I am now willing to assert that the now widely-accepted notion that some 96% of the universe made up of dark matter and energy had escaped the observational efforts of the scientific community, qualifies as a humongous error. [See link.] 

And now even more recent data from the Kepler mission points to yet another elephantine oversight.  The May 20th issue of Science News carries an article entitled: Stellar Oddballs, in which Geoff Marcy of the University of California, Berkeley says, “There are so many stars that show bizarre, utterly unexplainable brightness variations that I don’t know where to begin. These phenomena have never been seen before, or never with such clarity.” Or in other words – “Oops, our bad.” [See link.] 

The point is not so much that “they got it wrong,” as it is that everything we were sure of yesterday can change tomorrow.  Certainty isn’t; which gives greater rein to hypothesizing about the uncertain.  Hence, this hypothesis:

As I understand it, little of what we know about the cosmos – or thought we knew – is based upon actually looking at a phenomenon.  That’s very old school, very Galileo.  Today, we measure the results of interactions or shifts in interactions and then define and identify the phenomenon by interpreting the interactions.  We don’t “see” particles collide in the Large Hadron Collider [LHC], rather reactions are “detected” that are consistent with what theory asserts should occur when specific particles collide – the actual collision is inferred, not observed.  That oblique ascertainment of “reality” applies in our everyday life as well.  I am looking at a pen that is blue.  But blue is actually the color that the pen is not.  The pen absorbs – takes into itself - all the other color wavelengths and reflects back those that are not “of it” – blue.  We see, and name the object’s color, by the reflected wavelength, by the characteristic it does not possess, blue.  Hence, Picasso’s blue period was really his “every color but blue period.” 

The objective of the foregoing is not a semantic game, rather it is an attempt to demonstrate how we might have missed most of the universe, and further, how we misunderstood much of that which we thought we had observed.  The issue is important since the data – as far as we can trust them – now seem to assert that our portion of the universe, the 4% we imperfectly observe, is different from the other 96% that we have not observed.  [A cautionary note seems important here.  There is no reason that I can see, to assume that the other 96% is made up of uniform “otherness.”  There may be a wide variety of “othernesses” in play.  But let us leave that for another time.]

The observational imperative of the 4/96 split would seem to be that we avoid attempting to observe the hidden 96% of the universe using the norms we have ascertained here in our 4%.  To do so is to become, once again, the midnight drunk searching for the car keys only where the light is best; searching using the flashlight of theories that now seem, at least, incomplete.

Available data:
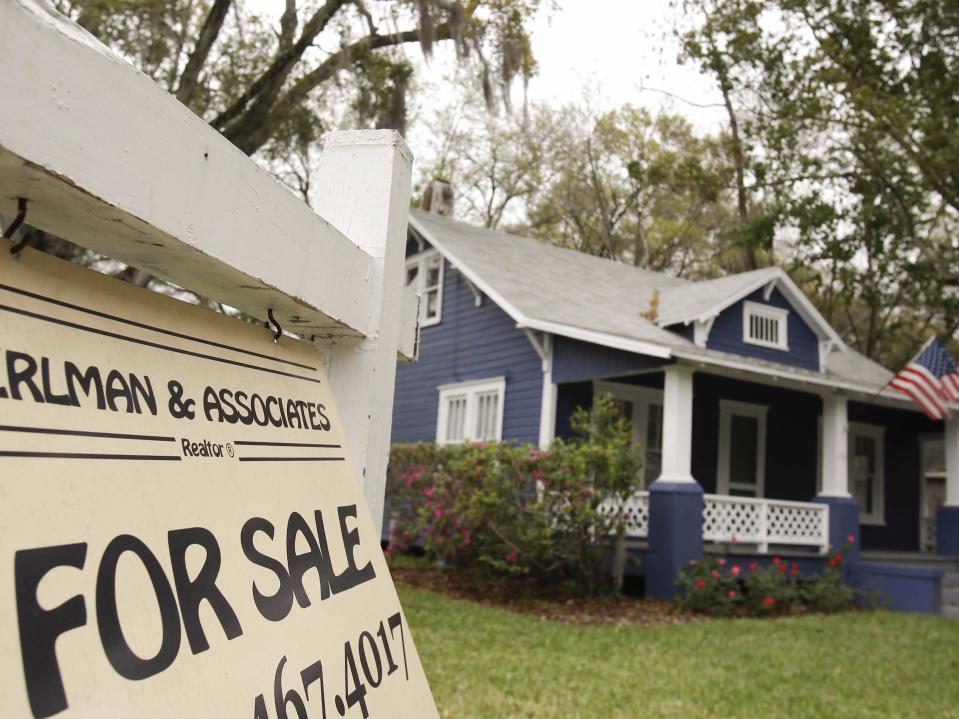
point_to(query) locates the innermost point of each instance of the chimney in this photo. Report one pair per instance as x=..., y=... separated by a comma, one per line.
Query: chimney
x=438, y=198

Problems to solve:
**1)** List every person named in the essay on the unobserved universe.
**2)** Continue the essay on the unobserved universe, picking up after its final sentence.

Answers to the problems:
**1)** Geoff Marcy, Galileo, Picasso

**2)**
Chord theory, universal resonance, suggests a different observational strategy.  Our 4% solution rests on the observations of reactions, of collisions, of resistance.  The observation of discord, not harmony.   Universal resonance asserts a wider universe in which harmony is the norm and resistance the aberration. So, perhaps we should ask ourselves, what is the observable opposite of resistance?  What phenomenon might reveal a universe of harmonic normalcy? Conductivity seems to raise a hand. And superconductivity – that state when resistance disappears completely, when there are no collisions or reactions, defining a universe where harmony reigns, but is, to us, invisible.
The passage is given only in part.